1. La riforma del mercato del lavoro e la nuova disciplina delle agenzie private dell’impiego.
In questa sede non è possibile dare conto – nel dettaglio – di tutti gli aspetti della legge delega, ragione per cui è parso opportuno limitare il discorso ai tre nuclei regolativi più significativi e, più precisamente, alle previsioni in materia di mercato del lavoro (art. 1), di riordino e ampliamento delle tipologie contrattuali (artt. 2-4), di certificazione dei rapporti di lavoro (art. 5). Eccedono i limiti della presente riflessione, invece, altre norme che pure avranno un’incidenza importante sugli assetti socio-economici: si tratta, in particolare, delle disposizioni relative al trasferimento di azienda (art. 1, co. 2, lett. p); alla riorganizzazione delle funzioni statali in materia di mercato del lavoro (art. 1, co. 2, lett. b, n. 4 nonché lett. c e d) e di ispezione e vigilanza (art. 8); di rapporti di lavoro dei soci di cooperativa (art. 9); di benefici alle imprese artigiane, commerciali e del turismo (art. 10).
Il primo nucleo normativo ha come finalità dichiarata quella “di realizzare un sistema efficace e coerente di strumenti intesi a garantire trasparenza ed efficienza al mercato del lavoro e a migliorare le capacità di inserimento professionale dei disoccupati e di quanti sono in cerca di prima occupazione” (art. 1, co. 1).
A ben vedere, però, la previsione riguardante l’offerta di lavoro e, più precisamente, le “capacità professionali” delle persone in cerca di occupazione è soltanto una e per di più formulata in modo molto generico. Così, ad esempio, il legislatore delegato dovrà garantire “sostegno e sviluppo dell’attività lavorativa femminile e giovanile” oltre che il “reinserimento dei lavoratori anziani” (art. 1, co. 2, lett. b, n. 2); ma non è affatto scontato che l’intervento legislativo si traduca in misure in grado di incrementare o migliorare le capacità e/o abilità professionali di questi soggetti, potendosi limitare all’ennesima concessione di benefici economici e/o contributivi per i datori di lavoro che assumano queste particolari categorie di lavoratori.

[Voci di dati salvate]
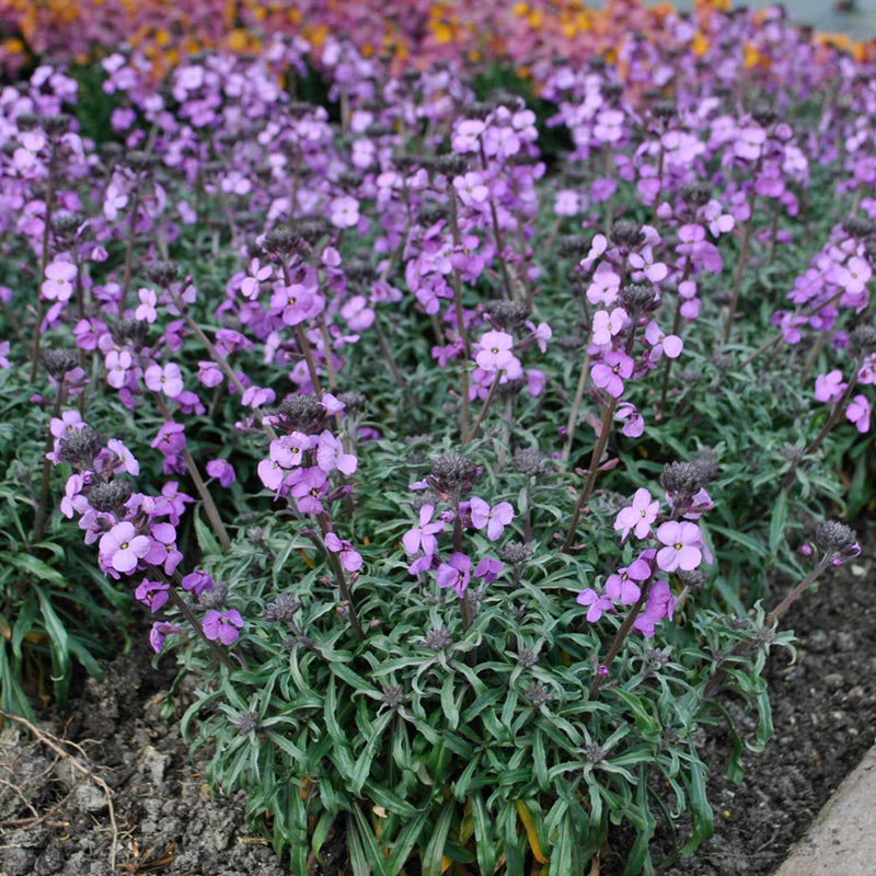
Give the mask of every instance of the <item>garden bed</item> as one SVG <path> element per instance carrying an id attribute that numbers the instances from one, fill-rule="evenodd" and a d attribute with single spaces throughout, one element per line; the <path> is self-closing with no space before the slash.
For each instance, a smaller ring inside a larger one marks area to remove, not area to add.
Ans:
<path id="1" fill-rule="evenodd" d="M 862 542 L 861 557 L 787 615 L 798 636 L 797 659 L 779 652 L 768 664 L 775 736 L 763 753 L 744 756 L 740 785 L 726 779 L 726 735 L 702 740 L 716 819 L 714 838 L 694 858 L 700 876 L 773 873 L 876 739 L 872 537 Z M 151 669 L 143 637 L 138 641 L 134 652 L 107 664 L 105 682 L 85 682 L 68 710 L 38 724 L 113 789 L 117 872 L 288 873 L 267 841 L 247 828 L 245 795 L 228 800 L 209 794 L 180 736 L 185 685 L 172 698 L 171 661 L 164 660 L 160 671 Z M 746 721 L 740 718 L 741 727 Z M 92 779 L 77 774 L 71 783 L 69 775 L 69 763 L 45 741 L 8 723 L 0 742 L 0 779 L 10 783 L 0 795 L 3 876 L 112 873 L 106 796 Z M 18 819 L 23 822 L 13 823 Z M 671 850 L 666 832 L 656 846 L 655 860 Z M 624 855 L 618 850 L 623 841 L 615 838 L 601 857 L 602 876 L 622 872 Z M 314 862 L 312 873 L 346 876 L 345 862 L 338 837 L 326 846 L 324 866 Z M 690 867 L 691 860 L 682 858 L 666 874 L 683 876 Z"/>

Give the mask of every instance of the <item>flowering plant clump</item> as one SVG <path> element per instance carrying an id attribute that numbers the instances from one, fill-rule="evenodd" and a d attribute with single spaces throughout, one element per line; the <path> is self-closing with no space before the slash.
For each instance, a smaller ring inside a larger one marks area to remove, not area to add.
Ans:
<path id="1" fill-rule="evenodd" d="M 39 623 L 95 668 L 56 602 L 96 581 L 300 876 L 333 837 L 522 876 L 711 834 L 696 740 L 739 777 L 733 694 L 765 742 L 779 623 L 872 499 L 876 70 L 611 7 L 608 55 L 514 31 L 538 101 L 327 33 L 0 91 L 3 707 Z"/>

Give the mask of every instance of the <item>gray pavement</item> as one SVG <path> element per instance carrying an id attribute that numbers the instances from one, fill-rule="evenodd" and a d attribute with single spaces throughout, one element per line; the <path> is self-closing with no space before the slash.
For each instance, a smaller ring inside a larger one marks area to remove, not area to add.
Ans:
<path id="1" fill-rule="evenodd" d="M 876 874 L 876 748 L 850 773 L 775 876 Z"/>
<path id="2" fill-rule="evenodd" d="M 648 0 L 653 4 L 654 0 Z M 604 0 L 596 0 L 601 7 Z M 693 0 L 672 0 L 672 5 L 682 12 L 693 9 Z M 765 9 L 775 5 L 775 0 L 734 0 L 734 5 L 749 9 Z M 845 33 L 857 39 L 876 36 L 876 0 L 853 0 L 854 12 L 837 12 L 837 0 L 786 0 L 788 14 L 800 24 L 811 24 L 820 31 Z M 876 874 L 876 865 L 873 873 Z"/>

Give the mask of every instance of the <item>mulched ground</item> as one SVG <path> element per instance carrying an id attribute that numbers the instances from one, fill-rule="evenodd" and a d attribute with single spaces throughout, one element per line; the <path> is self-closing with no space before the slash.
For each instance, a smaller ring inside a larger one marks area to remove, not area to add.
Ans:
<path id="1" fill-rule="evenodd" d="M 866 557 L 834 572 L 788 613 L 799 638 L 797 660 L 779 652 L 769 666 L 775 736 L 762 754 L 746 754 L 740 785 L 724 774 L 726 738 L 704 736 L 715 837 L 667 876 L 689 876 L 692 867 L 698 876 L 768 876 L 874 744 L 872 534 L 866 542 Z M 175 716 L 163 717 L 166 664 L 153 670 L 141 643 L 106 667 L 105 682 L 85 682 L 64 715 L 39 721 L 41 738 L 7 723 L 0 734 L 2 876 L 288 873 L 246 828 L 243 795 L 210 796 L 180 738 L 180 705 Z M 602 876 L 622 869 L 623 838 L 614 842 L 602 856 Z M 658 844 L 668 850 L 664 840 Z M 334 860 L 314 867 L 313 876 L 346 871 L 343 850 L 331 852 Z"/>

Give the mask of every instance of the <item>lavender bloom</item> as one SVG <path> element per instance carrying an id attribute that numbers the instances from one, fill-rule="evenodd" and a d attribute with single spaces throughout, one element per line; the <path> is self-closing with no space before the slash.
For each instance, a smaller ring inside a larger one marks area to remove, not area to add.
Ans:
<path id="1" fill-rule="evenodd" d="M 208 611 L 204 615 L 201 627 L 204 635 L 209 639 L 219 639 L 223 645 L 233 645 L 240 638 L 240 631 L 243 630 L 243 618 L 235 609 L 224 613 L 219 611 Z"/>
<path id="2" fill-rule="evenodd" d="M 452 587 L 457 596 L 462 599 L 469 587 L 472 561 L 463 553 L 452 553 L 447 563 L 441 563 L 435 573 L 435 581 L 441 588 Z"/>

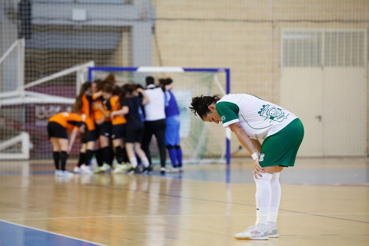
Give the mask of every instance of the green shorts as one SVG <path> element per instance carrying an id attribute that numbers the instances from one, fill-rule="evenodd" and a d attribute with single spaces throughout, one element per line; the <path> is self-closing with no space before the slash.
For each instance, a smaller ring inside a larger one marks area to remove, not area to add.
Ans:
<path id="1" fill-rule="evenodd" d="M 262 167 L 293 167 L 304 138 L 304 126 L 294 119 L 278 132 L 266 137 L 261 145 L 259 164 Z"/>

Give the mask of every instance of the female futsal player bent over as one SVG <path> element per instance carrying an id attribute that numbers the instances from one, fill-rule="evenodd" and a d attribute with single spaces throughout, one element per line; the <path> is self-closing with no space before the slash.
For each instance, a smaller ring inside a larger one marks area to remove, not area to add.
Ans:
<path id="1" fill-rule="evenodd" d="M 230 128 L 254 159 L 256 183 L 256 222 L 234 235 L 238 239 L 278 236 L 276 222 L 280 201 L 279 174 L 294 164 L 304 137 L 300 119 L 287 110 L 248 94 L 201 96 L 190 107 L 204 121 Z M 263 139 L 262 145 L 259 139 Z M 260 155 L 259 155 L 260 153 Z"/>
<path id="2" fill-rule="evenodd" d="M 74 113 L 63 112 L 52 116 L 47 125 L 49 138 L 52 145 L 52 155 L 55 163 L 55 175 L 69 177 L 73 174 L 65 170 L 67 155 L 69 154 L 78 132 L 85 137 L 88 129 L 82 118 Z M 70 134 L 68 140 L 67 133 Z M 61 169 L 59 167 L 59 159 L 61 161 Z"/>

---

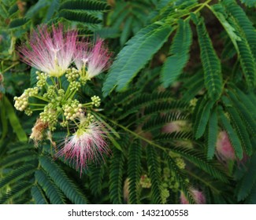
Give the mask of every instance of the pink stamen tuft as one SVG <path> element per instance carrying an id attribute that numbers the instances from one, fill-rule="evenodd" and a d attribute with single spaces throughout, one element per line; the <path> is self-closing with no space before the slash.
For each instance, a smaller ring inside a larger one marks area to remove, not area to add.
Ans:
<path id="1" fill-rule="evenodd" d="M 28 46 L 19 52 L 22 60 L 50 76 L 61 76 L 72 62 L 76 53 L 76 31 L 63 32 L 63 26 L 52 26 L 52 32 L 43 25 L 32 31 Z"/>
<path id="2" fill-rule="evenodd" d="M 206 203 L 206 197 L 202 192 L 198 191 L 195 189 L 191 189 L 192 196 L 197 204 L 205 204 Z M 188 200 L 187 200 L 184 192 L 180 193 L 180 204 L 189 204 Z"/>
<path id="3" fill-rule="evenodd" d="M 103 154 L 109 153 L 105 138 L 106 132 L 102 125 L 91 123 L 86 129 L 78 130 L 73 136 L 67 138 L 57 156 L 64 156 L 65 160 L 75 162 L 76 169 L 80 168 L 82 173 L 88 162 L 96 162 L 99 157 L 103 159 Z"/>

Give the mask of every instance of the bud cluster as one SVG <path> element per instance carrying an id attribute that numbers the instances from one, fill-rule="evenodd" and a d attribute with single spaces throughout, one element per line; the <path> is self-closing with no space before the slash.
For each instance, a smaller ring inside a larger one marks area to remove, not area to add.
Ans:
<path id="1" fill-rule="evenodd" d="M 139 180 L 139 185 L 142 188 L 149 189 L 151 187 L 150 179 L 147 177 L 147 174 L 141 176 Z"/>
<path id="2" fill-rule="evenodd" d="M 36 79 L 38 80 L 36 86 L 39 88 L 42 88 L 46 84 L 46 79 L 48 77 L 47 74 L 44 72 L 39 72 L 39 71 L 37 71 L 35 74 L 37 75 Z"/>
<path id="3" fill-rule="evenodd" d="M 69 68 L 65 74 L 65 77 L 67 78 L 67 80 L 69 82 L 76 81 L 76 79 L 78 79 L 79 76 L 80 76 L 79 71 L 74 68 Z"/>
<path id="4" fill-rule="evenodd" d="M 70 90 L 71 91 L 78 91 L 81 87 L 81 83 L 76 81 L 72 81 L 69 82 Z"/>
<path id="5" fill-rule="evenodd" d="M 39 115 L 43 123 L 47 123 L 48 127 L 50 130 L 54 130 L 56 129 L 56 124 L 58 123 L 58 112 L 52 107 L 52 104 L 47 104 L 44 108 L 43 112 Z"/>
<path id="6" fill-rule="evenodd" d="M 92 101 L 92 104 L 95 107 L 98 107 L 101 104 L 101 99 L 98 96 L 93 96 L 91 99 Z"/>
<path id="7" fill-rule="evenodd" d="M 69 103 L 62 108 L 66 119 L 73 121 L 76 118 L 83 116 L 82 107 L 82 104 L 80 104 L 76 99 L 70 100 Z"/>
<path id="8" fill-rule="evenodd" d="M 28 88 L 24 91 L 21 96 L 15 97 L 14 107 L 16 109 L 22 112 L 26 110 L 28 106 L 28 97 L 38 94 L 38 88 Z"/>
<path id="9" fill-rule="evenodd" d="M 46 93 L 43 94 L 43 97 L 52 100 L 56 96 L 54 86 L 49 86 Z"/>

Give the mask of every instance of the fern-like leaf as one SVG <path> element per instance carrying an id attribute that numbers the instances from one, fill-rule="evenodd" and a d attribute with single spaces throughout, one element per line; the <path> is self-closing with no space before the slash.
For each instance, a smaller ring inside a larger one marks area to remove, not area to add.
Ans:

**Compiti:**
**A.** Elenca i nuclei regolativi della legge delega su cui il testo di riferimento sceglie di concentrare il discorso, indicando per ciascuno gli articoli citati.
**B.** Riproduci fedelmente il passo del testo di riferimento che si apre con le parole contenenti "Il primo nucleo" e si chiude con "(art. 1, co. 1).".
Per rispondere ci si basa soltanto sul testo di riferimento.

**Risposte fornite:**
**A.**
- Previsioni in materia di mercato del lavoro (art. 1)
- Riordino e ampliamento delle tipologie contrattuali (artt. 2-4)
- Certificazione dei rapporti di lavoro (art. 5)

**B.**
Il primo nucleo normativo ha come finalità dichiarata quella “di realizzare un sistema efficace e coerente di strumenti intesi a garantire trasparenza ed efficienza al mercato del lavoro e a migliorare le capacità di inserimento professionale dei disoccupati e di quanti sono in cerca di prima occupazione” (art. 1, co. 1).